Collected data
------

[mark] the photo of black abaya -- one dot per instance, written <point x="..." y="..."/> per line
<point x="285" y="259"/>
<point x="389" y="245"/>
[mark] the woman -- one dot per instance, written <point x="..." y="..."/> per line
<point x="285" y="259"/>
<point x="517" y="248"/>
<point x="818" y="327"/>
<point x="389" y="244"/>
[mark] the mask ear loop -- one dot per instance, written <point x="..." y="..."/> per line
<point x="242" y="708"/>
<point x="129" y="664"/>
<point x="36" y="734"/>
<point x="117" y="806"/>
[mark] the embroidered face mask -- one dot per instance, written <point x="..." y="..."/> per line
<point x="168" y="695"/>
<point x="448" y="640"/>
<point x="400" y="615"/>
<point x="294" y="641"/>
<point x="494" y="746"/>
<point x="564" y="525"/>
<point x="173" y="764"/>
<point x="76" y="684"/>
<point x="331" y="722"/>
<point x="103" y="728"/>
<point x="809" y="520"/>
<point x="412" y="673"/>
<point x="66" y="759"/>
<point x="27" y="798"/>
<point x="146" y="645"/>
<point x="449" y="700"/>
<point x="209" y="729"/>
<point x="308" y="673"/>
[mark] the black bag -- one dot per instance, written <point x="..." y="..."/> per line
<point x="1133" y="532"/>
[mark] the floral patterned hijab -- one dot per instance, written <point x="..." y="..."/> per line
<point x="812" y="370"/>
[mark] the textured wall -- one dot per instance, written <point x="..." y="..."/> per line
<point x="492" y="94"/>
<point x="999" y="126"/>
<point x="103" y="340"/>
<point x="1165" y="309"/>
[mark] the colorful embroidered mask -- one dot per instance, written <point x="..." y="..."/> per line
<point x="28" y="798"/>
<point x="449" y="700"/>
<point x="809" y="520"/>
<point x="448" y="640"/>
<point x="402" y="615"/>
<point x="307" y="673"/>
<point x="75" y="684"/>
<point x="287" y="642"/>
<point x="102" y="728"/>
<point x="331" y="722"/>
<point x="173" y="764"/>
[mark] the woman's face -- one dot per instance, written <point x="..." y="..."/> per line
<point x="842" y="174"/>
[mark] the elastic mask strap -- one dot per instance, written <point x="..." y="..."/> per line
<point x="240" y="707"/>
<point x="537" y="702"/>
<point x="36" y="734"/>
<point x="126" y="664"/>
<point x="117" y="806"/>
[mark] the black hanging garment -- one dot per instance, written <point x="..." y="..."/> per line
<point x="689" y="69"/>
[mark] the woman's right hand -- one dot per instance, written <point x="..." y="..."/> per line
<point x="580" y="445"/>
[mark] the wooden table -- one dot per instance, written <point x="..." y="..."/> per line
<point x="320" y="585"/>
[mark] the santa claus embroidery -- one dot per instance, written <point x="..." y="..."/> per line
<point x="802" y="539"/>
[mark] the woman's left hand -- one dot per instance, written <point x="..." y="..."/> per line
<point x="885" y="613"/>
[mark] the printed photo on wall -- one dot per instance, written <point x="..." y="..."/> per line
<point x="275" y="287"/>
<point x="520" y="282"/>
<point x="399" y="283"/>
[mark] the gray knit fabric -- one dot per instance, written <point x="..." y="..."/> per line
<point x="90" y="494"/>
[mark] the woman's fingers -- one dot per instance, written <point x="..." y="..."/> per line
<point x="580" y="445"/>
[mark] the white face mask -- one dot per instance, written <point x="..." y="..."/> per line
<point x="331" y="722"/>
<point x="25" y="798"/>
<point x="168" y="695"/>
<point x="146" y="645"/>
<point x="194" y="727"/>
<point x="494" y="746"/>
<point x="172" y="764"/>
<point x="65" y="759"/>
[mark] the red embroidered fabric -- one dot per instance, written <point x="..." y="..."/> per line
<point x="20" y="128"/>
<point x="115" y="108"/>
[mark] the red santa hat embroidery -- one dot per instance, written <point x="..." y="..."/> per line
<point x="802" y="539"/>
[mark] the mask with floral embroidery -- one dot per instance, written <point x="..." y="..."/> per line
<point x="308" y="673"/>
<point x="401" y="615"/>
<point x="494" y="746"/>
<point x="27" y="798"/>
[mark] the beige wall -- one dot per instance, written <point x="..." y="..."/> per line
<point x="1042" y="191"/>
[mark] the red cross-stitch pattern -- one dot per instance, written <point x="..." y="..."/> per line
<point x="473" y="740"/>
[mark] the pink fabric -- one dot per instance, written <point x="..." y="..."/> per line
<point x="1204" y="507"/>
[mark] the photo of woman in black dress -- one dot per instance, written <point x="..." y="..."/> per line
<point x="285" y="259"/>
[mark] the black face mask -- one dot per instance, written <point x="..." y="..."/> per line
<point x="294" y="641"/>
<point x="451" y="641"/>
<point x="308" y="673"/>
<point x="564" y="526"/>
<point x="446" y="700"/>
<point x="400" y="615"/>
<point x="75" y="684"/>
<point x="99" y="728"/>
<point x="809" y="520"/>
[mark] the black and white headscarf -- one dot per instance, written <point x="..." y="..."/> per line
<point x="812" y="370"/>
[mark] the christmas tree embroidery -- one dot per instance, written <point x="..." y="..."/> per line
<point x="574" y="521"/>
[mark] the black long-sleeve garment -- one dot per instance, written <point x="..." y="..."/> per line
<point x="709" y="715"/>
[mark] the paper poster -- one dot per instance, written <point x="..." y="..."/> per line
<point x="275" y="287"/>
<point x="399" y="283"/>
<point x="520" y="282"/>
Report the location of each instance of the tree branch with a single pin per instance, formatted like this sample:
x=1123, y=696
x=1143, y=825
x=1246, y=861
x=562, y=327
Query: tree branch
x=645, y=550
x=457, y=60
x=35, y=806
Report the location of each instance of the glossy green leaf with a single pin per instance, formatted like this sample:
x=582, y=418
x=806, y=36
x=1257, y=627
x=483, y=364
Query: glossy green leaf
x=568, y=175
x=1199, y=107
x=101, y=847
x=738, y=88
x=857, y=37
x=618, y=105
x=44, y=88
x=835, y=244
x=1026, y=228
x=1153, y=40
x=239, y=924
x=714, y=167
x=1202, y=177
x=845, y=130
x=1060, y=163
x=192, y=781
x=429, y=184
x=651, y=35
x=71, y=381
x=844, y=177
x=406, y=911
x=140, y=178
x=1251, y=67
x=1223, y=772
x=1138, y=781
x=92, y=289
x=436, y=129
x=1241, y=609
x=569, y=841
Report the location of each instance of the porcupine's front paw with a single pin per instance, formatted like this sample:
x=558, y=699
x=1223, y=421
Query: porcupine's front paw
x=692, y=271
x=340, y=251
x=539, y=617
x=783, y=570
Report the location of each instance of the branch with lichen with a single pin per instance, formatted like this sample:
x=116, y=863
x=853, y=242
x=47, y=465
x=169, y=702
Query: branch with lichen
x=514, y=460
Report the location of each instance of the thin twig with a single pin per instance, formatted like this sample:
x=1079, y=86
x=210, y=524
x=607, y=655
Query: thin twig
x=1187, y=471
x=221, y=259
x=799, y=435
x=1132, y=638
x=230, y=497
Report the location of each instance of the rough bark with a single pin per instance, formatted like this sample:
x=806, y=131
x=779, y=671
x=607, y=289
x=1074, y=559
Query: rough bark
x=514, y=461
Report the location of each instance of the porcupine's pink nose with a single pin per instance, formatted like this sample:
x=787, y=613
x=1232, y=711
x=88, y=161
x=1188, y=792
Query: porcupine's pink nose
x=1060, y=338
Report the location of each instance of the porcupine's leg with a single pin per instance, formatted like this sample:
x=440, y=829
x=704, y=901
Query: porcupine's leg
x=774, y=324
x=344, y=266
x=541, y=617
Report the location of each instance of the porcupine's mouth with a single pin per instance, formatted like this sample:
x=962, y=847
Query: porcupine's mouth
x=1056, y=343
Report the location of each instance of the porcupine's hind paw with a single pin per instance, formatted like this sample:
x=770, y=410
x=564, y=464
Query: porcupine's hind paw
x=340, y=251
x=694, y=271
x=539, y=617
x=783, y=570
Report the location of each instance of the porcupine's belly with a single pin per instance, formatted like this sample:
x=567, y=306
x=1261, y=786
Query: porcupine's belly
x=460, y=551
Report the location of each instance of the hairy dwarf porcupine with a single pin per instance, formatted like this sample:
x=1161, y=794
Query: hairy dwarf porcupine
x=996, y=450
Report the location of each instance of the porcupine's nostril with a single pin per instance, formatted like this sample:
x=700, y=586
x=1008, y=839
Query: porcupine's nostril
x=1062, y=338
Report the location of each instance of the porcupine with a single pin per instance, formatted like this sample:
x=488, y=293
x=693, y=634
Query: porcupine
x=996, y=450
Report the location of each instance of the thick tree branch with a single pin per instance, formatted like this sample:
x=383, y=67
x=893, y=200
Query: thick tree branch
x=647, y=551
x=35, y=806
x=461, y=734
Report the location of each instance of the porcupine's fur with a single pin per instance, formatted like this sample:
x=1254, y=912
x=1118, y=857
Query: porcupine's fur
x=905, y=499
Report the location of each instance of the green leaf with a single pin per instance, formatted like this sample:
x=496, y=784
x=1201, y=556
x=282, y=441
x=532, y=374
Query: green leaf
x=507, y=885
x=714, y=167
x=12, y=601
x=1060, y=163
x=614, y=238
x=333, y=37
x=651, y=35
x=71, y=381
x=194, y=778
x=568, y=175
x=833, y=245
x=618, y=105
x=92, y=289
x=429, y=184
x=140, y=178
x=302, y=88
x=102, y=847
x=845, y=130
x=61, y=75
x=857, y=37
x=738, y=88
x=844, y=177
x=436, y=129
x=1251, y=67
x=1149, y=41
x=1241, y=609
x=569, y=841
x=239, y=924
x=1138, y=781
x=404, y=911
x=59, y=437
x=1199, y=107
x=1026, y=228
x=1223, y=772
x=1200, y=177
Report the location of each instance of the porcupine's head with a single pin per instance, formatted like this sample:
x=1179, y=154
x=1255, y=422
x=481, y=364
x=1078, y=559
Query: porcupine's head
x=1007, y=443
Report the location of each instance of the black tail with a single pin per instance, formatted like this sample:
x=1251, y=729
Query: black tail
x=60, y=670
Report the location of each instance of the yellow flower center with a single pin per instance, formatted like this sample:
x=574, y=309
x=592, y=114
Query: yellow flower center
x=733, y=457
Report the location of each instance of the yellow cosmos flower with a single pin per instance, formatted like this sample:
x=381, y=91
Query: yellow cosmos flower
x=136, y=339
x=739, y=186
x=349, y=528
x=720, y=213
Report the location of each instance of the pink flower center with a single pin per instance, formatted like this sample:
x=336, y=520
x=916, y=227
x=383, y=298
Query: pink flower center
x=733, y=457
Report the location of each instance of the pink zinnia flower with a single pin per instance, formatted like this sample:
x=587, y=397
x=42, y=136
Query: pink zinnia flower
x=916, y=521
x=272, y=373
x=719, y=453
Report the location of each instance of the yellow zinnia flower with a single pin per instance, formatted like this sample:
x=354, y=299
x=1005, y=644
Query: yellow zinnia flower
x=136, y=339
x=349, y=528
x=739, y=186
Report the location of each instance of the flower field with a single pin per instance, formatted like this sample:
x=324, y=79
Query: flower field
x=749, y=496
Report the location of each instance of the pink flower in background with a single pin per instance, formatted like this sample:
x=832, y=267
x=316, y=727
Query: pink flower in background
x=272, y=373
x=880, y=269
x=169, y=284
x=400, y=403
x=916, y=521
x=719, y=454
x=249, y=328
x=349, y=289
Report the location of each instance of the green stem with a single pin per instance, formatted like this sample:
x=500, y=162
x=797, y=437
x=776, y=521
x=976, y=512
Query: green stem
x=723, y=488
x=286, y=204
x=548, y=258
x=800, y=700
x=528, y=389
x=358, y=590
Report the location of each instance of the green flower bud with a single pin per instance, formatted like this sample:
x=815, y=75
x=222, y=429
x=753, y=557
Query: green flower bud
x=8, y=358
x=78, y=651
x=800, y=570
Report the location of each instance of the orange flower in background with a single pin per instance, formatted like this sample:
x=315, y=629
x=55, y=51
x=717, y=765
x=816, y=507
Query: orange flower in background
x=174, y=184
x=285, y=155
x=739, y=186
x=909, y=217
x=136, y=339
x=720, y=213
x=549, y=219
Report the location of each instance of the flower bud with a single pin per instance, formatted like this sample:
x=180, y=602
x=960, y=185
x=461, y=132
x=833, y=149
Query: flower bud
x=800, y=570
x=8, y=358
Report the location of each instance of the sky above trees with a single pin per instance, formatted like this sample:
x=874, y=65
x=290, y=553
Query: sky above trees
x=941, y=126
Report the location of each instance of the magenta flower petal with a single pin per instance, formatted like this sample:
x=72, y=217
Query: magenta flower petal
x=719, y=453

------

DIRECTIONS
Only a verbatim transcription of the lines from the one containing "x=180, y=602" through the last line of the records counts as the answer.

RESULT
x=180, y=602
x=960, y=185
x=461, y=132
x=833, y=149
Query: flower bud
x=800, y=570
x=8, y=358
Report the location of each instance of the sky above trees with a single pin per instance, formatted like this sample:
x=874, y=65
x=290, y=553
Query: sky above trees
x=941, y=126
Report the location of each instance of the magenta flower petal with a single pin per instance, formatted like this sample:
x=72, y=217
Query: magenta flower petal
x=719, y=453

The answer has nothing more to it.